Records of position annotations:
— BEGIN —

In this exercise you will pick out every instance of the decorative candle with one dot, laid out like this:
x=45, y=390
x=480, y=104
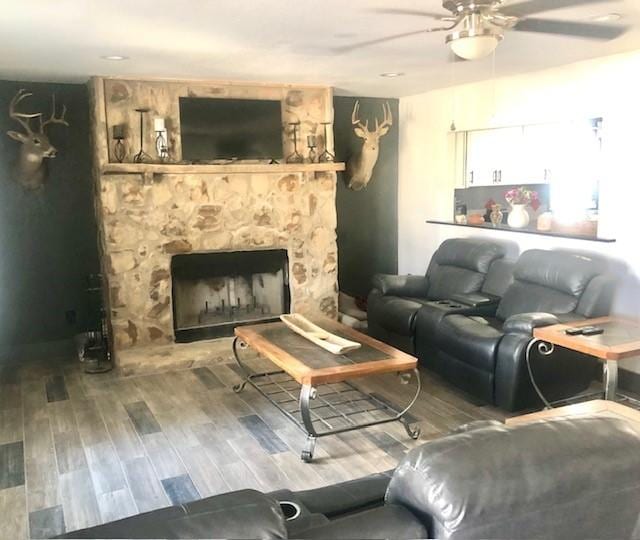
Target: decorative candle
x=118, y=131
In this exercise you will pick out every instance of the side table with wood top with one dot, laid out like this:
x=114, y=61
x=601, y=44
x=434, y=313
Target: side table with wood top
x=619, y=341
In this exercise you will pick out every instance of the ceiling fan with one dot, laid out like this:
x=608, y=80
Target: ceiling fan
x=477, y=26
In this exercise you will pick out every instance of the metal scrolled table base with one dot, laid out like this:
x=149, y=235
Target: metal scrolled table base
x=310, y=393
x=609, y=376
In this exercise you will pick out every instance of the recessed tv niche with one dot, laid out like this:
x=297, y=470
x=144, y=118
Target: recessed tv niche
x=216, y=128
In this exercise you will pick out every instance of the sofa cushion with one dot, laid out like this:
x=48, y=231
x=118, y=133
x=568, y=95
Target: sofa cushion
x=396, y=314
x=389, y=521
x=473, y=340
x=393, y=285
x=459, y=266
x=445, y=281
x=569, y=273
x=539, y=480
x=524, y=297
x=469, y=253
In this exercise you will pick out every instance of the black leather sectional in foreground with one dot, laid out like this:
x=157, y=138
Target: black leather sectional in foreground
x=471, y=317
x=570, y=478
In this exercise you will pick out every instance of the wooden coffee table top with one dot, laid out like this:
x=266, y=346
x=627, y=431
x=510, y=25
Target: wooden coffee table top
x=309, y=364
x=598, y=407
x=621, y=338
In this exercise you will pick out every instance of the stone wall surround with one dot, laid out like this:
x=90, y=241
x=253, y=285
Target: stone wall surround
x=143, y=224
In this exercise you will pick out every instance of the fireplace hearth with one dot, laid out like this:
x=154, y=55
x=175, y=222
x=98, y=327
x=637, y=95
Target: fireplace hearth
x=215, y=292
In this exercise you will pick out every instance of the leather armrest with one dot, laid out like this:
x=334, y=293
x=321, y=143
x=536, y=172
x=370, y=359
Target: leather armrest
x=525, y=323
x=390, y=285
x=476, y=299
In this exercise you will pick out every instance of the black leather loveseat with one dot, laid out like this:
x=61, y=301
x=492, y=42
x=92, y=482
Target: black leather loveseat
x=571, y=478
x=458, y=267
x=484, y=353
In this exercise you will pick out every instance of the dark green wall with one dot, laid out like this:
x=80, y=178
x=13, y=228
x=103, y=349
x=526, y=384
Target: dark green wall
x=367, y=219
x=48, y=239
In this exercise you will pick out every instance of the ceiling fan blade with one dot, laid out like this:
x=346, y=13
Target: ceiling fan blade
x=531, y=7
x=348, y=48
x=571, y=28
x=415, y=13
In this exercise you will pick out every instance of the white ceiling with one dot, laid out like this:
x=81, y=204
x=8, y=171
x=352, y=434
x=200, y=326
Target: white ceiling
x=271, y=40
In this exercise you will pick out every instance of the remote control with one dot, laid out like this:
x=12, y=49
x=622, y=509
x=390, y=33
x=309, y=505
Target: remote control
x=592, y=330
x=573, y=331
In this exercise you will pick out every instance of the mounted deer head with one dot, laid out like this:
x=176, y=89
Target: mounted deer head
x=360, y=165
x=35, y=144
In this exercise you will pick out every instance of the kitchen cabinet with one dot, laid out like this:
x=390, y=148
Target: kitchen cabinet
x=493, y=156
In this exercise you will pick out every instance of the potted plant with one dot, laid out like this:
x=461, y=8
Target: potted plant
x=519, y=198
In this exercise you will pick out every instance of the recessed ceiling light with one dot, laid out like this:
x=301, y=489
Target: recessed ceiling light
x=115, y=57
x=608, y=17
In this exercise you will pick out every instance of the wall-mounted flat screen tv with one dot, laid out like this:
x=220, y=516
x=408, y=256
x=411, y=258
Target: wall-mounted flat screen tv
x=217, y=128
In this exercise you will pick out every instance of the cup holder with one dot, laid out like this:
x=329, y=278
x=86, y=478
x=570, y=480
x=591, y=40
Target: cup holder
x=290, y=510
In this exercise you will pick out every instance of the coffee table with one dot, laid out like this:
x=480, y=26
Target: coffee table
x=598, y=407
x=314, y=387
x=620, y=340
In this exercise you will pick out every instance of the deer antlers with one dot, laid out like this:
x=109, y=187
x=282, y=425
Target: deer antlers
x=354, y=117
x=24, y=118
x=387, y=120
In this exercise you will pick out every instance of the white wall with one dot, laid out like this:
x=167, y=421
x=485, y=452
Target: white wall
x=608, y=87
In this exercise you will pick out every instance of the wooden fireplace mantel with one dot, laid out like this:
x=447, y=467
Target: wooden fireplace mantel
x=226, y=168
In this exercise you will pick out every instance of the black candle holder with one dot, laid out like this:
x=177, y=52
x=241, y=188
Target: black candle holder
x=295, y=157
x=312, y=145
x=326, y=156
x=161, y=146
x=142, y=156
x=119, y=149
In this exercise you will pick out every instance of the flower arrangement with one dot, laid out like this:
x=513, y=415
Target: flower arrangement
x=524, y=196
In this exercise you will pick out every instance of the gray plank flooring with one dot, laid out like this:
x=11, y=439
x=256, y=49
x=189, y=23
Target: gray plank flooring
x=77, y=450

— END —

The request
Please copy every one of the lines above again word for word, leaving out the pictures.

Solution to this exercise
In this exercise you will pick out every instance of the decorative candle with one dot, laid out like this:
x=45, y=390
x=480, y=104
Target: decorative candle
x=118, y=131
In this exercise you will pick out every instance of the side table with wood top with one dot, laid out like this:
x=114, y=61
x=601, y=44
x=434, y=313
Target: side table with wood top
x=619, y=341
In this exercise you will pick out every instance of the ceiling fan with one dot, laid out like this:
x=608, y=80
Target: ceiling fan
x=477, y=26
In this exercise you will pick out every instance of the metal scrolled table base with one dot, laid out like this:
x=149, y=235
Target: metal scrolled table base
x=310, y=393
x=609, y=376
In this exercise you will pick out every instance of the recessed tv niche with one dot, laid out like this:
x=297, y=470
x=144, y=118
Target: recessed tv niche
x=216, y=128
In this exercise you will pick out every instance of the sofa cushion with one dot, laid out like this:
x=48, y=231
x=118, y=133
x=568, y=95
Target: sofa cushion
x=396, y=314
x=389, y=521
x=473, y=340
x=393, y=285
x=459, y=266
x=445, y=281
x=569, y=273
x=539, y=480
x=524, y=297
x=469, y=253
In this exercise you will pick out every instance of the black leather sectional in foreground with one dot, laid out like this:
x=157, y=138
Target: black leather sectional in foreground
x=471, y=317
x=570, y=478
In this exercise you will pick out every instance of the wooden coffee table top with one dot, laid out like this:
x=266, y=346
x=627, y=431
x=510, y=25
Target: wooden coffee table top
x=309, y=364
x=598, y=407
x=621, y=338
In this exercise you will pick out every instance of the stone wall surround with one dot, laid out like this:
x=90, y=241
x=253, y=285
Target: stone wall surround
x=143, y=224
In this exercise you will pick out every instance of the fireplace hearth with one dot, laid out like this:
x=154, y=55
x=175, y=222
x=98, y=327
x=637, y=95
Target: fireplace hearth
x=215, y=292
In this exercise you will pick out every instance of the leather armrest with one dot, laid out like this:
x=334, y=293
x=321, y=143
x=536, y=172
x=370, y=359
Target: leather armrest
x=525, y=323
x=390, y=285
x=476, y=299
In this exercise you will pick out every instance of the black leather loveseat with one dot, laid out like this:
x=61, y=301
x=492, y=42
x=92, y=482
Target: black leather loveseat
x=571, y=478
x=458, y=267
x=484, y=353
In this exercise you will pick out every instance of the dark green wall with one dot, laid out like this:
x=80, y=178
x=13, y=228
x=103, y=349
x=526, y=384
Target: dark green wall
x=367, y=219
x=48, y=239
In this exercise you will pick out every instance of the ceiling fan blade with one dot, laid out like this:
x=346, y=13
Target: ceiling fan blade
x=531, y=7
x=348, y=48
x=571, y=28
x=415, y=13
In this exercise you will pick out every instance of the white ceiling with one dot, laid out like this:
x=81, y=204
x=8, y=171
x=352, y=434
x=200, y=326
Target: white ceiling
x=271, y=40
In this exercise you will pick out every instance of the remote control with one dot, laid out like this:
x=12, y=49
x=622, y=509
x=390, y=33
x=309, y=505
Target: remote control
x=592, y=330
x=573, y=331
In this exercise you will pick out every instance of the mounted deer head with one dot, laid out like this:
x=176, y=89
Target: mounted deer head
x=360, y=165
x=35, y=144
In this exercise you will pick out every instance of the kitchen cabinet with one dot, laid out like this:
x=390, y=148
Target: kitchen cabinet
x=493, y=156
In this exercise you will pick out every instance of the potted plant with one dot, laid out like this:
x=461, y=8
Target: potted plant
x=519, y=198
In this exercise you will pick out every instance of the recessed ceiling light with one dot, laid out like this:
x=301, y=489
Target: recessed ceiling light
x=115, y=57
x=608, y=17
In this exercise you will pick out every instance of the wall-mounted flat screen tv with one dot, laid out like this:
x=220, y=516
x=408, y=256
x=411, y=258
Target: wall-mounted flat screen tv
x=217, y=128
In this exercise you will pick out every instance of the cup holder with one dot, laid out like this:
x=329, y=278
x=86, y=478
x=570, y=480
x=591, y=40
Target: cup holder
x=290, y=510
In this exercise you will pick out every instance of the coffee table with one dot, laid out like this:
x=480, y=26
Target: coffee table
x=598, y=407
x=314, y=387
x=620, y=340
In this exercise you will pick out every instance of the deer antlers with one dot, laid out like this:
x=109, y=187
x=282, y=425
Target: deer antlers
x=354, y=117
x=24, y=118
x=387, y=120
In this exercise you will pick out every instance of the white wall with one dot, laid out like this:
x=167, y=421
x=485, y=452
Target: white wall
x=608, y=87
In this exercise you will pick out every instance of the wooden fireplace mantel with one dot, laid out like this:
x=447, y=467
Target: wooden fireplace mantel
x=226, y=168
In this exercise you will pick out every instance of the black candle holder with one dot, laid out like this:
x=177, y=52
x=241, y=188
Target: black candle holder
x=295, y=157
x=312, y=145
x=326, y=156
x=161, y=146
x=142, y=156
x=119, y=149
In this exercise you will pick out every instance of the flower arrangement with one dot, laid out like this:
x=513, y=415
Target: flower arrangement
x=524, y=196
In this exercise you will pick out every instance of the gray plank flooring with one dot, laid out like this:
x=11, y=439
x=256, y=49
x=189, y=23
Target: gray plank flooring
x=77, y=450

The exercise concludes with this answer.